## ASSIGNMENT
Below is a set of records. Repeat them verbatim without the pictures.

[Saved entries]

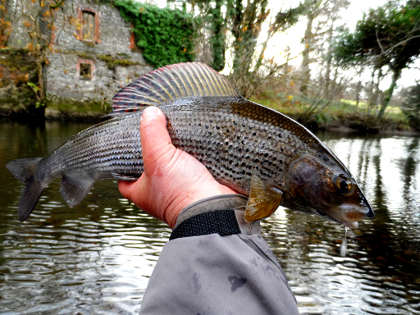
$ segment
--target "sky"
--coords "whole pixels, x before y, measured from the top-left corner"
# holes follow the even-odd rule
[[[158,5],[160,7],[166,6],[166,0],[146,0],[146,1],[139,1],[139,2],[147,2],[151,4]],[[379,6],[384,5],[386,0],[350,0],[350,5],[346,10],[341,11],[341,19],[340,22],[344,24],[350,31],[354,30],[356,27],[356,23],[363,17],[363,13],[367,13],[369,9],[374,9]],[[295,6],[299,3],[299,1],[288,1],[288,0],[269,0],[269,7],[271,12],[278,12],[279,9],[286,9],[291,6]],[[287,47],[290,47],[291,56],[294,59],[290,62],[290,64],[296,68],[298,68],[302,62],[301,59],[301,52],[303,50],[303,44],[301,43],[301,39],[303,38],[304,32],[306,27],[306,19],[301,18],[298,23],[288,29],[286,32],[282,34],[278,34],[270,41],[269,46],[267,48],[265,56],[269,59],[274,57],[278,63],[283,63],[285,60],[285,52]],[[266,26],[267,28],[267,26]],[[264,28],[260,33],[260,40],[265,38],[266,31]],[[229,61],[229,57],[227,57]],[[224,72],[228,72],[228,69],[225,69]],[[316,65],[312,66],[312,72],[315,76],[318,71],[322,71]],[[355,78],[356,72],[352,70],[348,70],[345,73],[346,77]],[[362,81],[369,82],[371,76],[370,69],[367,69],[365,73],[362,74]],[[408,87],[411,85],[416,84],[416,80],[420,80],[420,58],[416,60],[414,64],[412,64],[412,69],[405,69],[401,74],[401,78],[398,81],[398,88]],[[387,75],[381,82],[380,88],[382,90],[386,89],[391,82],[391,75]]]

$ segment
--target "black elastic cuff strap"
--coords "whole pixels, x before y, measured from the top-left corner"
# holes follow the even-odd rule
[[[169,239],[214,233],[221,236],[241,233],[234,211],[217,210],[191,217],[177,226]]]

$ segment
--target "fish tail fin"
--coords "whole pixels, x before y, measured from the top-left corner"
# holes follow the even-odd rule
[[[18,217],[20,221],[25,221],[29,217],[44,189],[44,185],[35,176],[41,160],[40,157],[17,159],[6,164],[13,176],[25,185],[19,200]]]

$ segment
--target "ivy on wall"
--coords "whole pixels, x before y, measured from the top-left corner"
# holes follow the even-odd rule
[[[195,18],[181,10],[116,0],[122,17],[133,25],[136,45],[154,67],[194,59]]]

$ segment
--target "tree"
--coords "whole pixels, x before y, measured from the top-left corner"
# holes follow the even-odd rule
[[[405,94],[405,101],[402,104],[403,113],[407,117],[410,126],[420,130],[420,82],[409,87]]]
[[[0,48],[6,47],[11,27],[7,18],[7,1],[0,0]]]
[[[175,3],[176,0],[168,0],[168,3]],[[201,20],[198,25],[201,31],[201,40],[203,37],[208,41],[210,50],[210,60],[207,62],[210,66],[220,71],[225,66],[225,33],[226,33],[226,13],[223,10],[226,6],[226,0],[185,0],[182,6],[186,9],[186,3],[191,5],[191,13],[198,14]],[[198,13],[197,13],[198,11]],[[200,43],[206,46],[206,43]],[[203,48],[203,50],[206,50]],[[207,59],[207,58],[206,58]]]
[[[324,82],[324,98],[325,99],[331,99],[333,97],[334,93],[334,83],[336,82],[336,78],[334,80],[331,80],[331,72],[333,71],[333,37],[334,33],[337,29],[337,20],[338,20],[338,12],[342,8],[346,8],[350,4],[347,0],[334,0],[330,3],[330,5],[326,8],[326,17],[327,17],[327,23],[329,23],[326,35],[326,45],[327,48],[323,49],[323,52],[327,52],[324,55],[325,60],[325,74],[323,78]],[[337,67],[335,69],[335,77],[337,76]]]
[[[253,80],[256,80],[260,75],[258,72],[263,65],[268,41],[277,32],[295,24],[298,16],[305,9],[305,4],[301,3],[294,8],[277,12],[269,24],[268,36],[262,43],[260,54],[256,56],[257,41],[261,28],[270,14],[267,4],[267,0],[250,0],[247,1],[246,6],[243,6],[241,0],[227,1],[227,15],[230,22],[228,25],[230,25],[230,30],[235,39],[232,77],[240,92],[245,96],[252,92],[250,86],[258,84]],[[272,74],[273,71],[268,71],[265,76]]]
[[[383,7],[370,10],[357,23],[354,33],[343,32],[334,50],[335,58],[343,65],[370,65],[382,72],[387,67],[392,80],[385,91],[378,111],[381,118],[388,106],[401,71],[420,54],[420,1],[409,0],[402,5],[390,1]]]
[[[301,64],[301,85],[300,91],[307,95],[311,79],[310,64],[316,59],[314,55],[322,58],[325,68],[323,75],[323,94],[326,98],[330,94],[331,72],[332,72],[332,38],[337,28],[339,11],[347,7],[347,0],[306,0],[305,17],[306,29],[302,39],[304,49],[302,52]],[[326,46],[326,47],[325,47]],[[325,53],[326,52],[326,53]],[[317,89],[319,90],[319,88]]]
[[[315,41],[316,39],[316,32],[313,30],[313,24],[315,18],[321,13],[320,6],[322,4],[323,0],[309,0],[306,1],[306,4],[308,5],[306,10],[306,29],[305,29],[305,35],[303,37],[303,44],[304,49],[302,52],[302,82],[300,85],[300,91],[303,94],[308,93],[308,85],[309,81],[311,79],[311,72],[309,69],[309,65],[312,63],[312,60],[310,58],[311,52],[315,49]]]
[[[54,27],[54,10],[63,3],[63,0],[38,0],[32,1],[35,10],[28,10],[24,14],[23,23],[29,35],[29,42],[26,49],[36,58],[38,70],[38,82],[32,83],[30,87],[36,96],[36,107],[43,107],[45,104],[45,76],[44,69],[48,64],[47,55],[51,50],[51,33]],[[23,5],[22,5],[23,6]],[[43,111],[43,109],[42,109]]]
[[[232,77],[243,95],[252,93],[256,74],[264,63],[264,52],[267,42],[279,31],[297,22],[303,13],[304,4],[294,8],[277,12],[269,23],[268,36],[262,43],[261,51],[257,55],[257,42],[263,23],[267,23],[270,16],[268,0],[185,0],[193,12],[198,8],[204,23],[211,33],[210,44],[212,50],[212,66],[221,70],[225,66],[227,50],[226,33],[232,34],[233,41],[233,69]]]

## RESULT
$ segment
--target "sky"
--coords "whole pixels, x before y, measured from the top-left corner"
# holes follow the even-odd rule
[[[158,5],[160,7],[166,6],[166,0],[146,0],[146,1],[139,1],[139,2],[147,2],[151,4]],[[379,6],[384,5],[386,0],[350,0],[350,5],[346,10],[341,11],[341,19],[340,22],[344,24],[350,31],[354,30],[356,27],[356,23],[363,17],[363,13],[367,13],[369,9],[374,9]],[[295,6],[299,3],[299,1],[288,1],[288,0],[269,0],[269,7],[271,12],[278,12],[279,9],[286,9],[291,6]],[[287,47],[290,47],[291,56],[294,59],[290,62],[290,64],[296,68],[298,68],[302,62],[301,59],[301,52],[303,50],[303,44],[301,43],[301,39],[303,38],[304,32],[306,27],[306,19],[301,18],[298,23],[288,29],[286,32],[282,34],[278,34],[270,41],[269,46],[267,48],[265,56],[269,59],[274,57],[278,63],[283,63],[285,60],[285,52]],[[266,26],[267,28],[267,26]],[[264,28],[260,33],[260,40],[265,38],[266,31]],[[229,61],[229,57],[227,57]],[[224,72],[228,72],[228,69],[225,69]],[[316,65],[312,66],[312,72],[315,76],[318,71],[322,71]],[[355,78],[356,72],[352,70],[348,70],[345,73],[346,77]],[[362,81],[369,82],[371,76],[370,69],[367,69],[365,73],[362,74]],[[408,87],[411,85],[416,84],[416,80],[420,80],[420,58],[416,60],[414,64],[412,64],[412,69],[405,69],[401,74],[401,78],[398,81],[398,88]],[[387,75],[381,82],[380,88],[382,90],[386,89],[391,82],[391,75]]]

$ segment
--target "black elastic cuff strap"
--coords "whole pixels, x before y, measured from the top-left corner"
# holes follow the even-odd rule
[[[169,239],[214,233],[221,236],[241,233],[234,211],[217,210],[191,217],[177,226]]]

$ segment
--target "fish tail fin"
--coords "whole pixels, x before y, measured from the top-left corner"
# holes follow the even-odd rule
[[[18,217],[20,221],[25,221],[29,217],[44,189],[44,185],[35,176],[41,160],[40,157],[17,159],[6,164],[13,176],[25,185],[19,200]]]

$ segment
--target "ivy on wall"
--coords "whole pixels, x before y, measured from the top-left corner"
# holes follow the even-odd rule
[[[195,18],[181,10],[116,0],[122,17],[133,25],[136,45],[154,67],[194,59]]]

$ segment
--target "tree"
--coords "whole pixels, x before y, measured from the top-left corner"
# holes follow the even-odd rule
[[[405,94],[405,101],[402,104],[403,113],[407,117],[410,126],[420,130],[420,82],[409,87]]]
[[[0,48],[6,47],[11,27],[7,18],[7,1],[0,0]]]
[[[175,3],[176,0],[168,0],[168,3]],[[201,20],[198,25],[201,31],[201,40],[203,37],[208,41],[210,50],[210,60],[207,62],[210,66],[220,71],[225,66],[225,33],[226,33],[226,13],[223,10],[226,6],[226,0],[185,0],[182,6],[186,9],[186,3],[191,5],[191,13],[198,14]],[[198,13],[197,13],[198,11]],[[200,43],[206,46],[206,43]],[[203,48],[203,50],[206,50]],[[207,59],[207,58],[206,58]]]
[[[324,82],[324,98],[325,99],[331,99],[333,97],[334,93],[334,83],[336,82],[336,78],[334,80],[331,80],[331,72],[333,71],[333,37],[334,33],[337,29],[337,20],[338,20],[338,12],[342,8],[346,8],[350,4],[347,0],[334,0],[330,3],[330,5],[326,8],[326,17],[327,17],[327,23],[329,23],[326,35],[326,45],[327,48],[323,49],[323,52],[327,52],[324,55],[325,60],[325,74],[323,78]],[[337,67],[335,69],[335,77],[337,76]]]
[[[253,80],[256,80],[260,75],[258,72],[263,65],[268,41],[277,32],[295,24],[298,16],[305,9],[305,4],[301,3],[294,8],[277,12],[269,24],[268,36],[262,43],[260,54],[256,56],[257,41],[261,28],[270,14],[267,4],[267,0],[250,0],[247,1],[246,6],[243,6],[241,0],[227,1],[227,15],[230,22],[228,25],[230,25],[230,30],[235,39],[232,77],[240,92],[245,96],[252,92],[250,86],[258,84]],[[272,74],[273,71],[268,71],[265,76]]]
[[[383,7],[370,10],[357,23],[354,33],[343,32],[334,50],[335,58],[343,65],[370,65],[382,72],[387,67],[392,80],[385,91],[378,111],[381,118],[388,106],[401,71],[420,54],[420,1],[409,0],[402,5],[390,1]]]
[[[301,64],[301,85],[300,91],[307,95],[311,79],[310,64],[316,59],[314,55],[322,58],[325,68],[323,75],[323,94],[326,98],[330,94],[331,72],[332,72],[332,38],[337,28],[339,11],[347,7],[347,0],[306,0],[305,17],[306,29],[302,39],[304,49],[302,52]],[[326,46],[326,47],[325,47]],[[325,53],[326,52],[326,53]],[[317,89],[319,90],[319,88]]]
[[[315,41],[316,39],[316,32],[313,30],[313,24],[315,18],[321,13],[320,6],[322,4],[323,0],[309,0],[306,1],[306,4],[308,5],[306,10],[306,29],[305,29],[305,35],[303,37],[303,44],[304,49],[302,52],[302,82],[300,85],[300,91],[303,94],[308,93],[308,85],[309,81],[311,79],[311,72],[309,69],[309,65],[312,63],[312,60],[310,58],[311,52],[315,49]]]
[[[54,27],[54,10],[63,3],[63,0],[38,0],[32,1],[35,10],[28,10],[24,14],[23,23],[29,35],[29,42],[26,49],[36,58],[38,70],[38,82],[32,83],[30,87],[36,96],[36,107],[43,107],[45,104],[45,76],[44,69],[48,64],[47,55],[51,50],[51,33]],[[23,5],[22,5],[23,6]],[[43,111],[43,109],[42,109]]]
[[[232,77],[243,95],[252,93],[256,74],[264,63],[264,52],[267,42],[279,31],[297,22],[303,13],[304,4],[294,8],[277,12],[269,23],[268,36],[262,43],[261,51],[257,55],[257,42],[263,23],[267,23],[270,16],[268,0],[185,0],[193,12],[198,8],[204,23],[211,33],[210,44],[212,50],[212,66],[221,70],[225,66],[227,50],[226,33],[232,34],[233,41],[233,69]]]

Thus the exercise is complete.